◆ **How to complete this task**
Please transcribe the following records in full, exactly as given.

=====

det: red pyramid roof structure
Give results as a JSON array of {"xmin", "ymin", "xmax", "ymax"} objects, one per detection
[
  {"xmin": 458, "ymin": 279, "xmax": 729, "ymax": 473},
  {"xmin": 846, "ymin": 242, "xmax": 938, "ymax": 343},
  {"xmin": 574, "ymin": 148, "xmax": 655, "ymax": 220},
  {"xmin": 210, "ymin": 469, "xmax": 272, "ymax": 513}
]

=====

◆ **Response below**
det: red pyramid roof structure
Give results as a JSON array of {"xmin", "ymin", "xmax", "ymax"} objects, one per detection
[
  {"xmin": 458, "ymin": 279, "xmax": 729, "ymax": 473},
  {"xmin": 846, "ymin": 242, "xmax": 938, "ymax": 343},
  {"xmin": 574, "ymin": 148, "xmax": 655, "ymax": 220},
  {"xmin": 210, "ymin": 469, "xmax": 272, "ymax": 513}
]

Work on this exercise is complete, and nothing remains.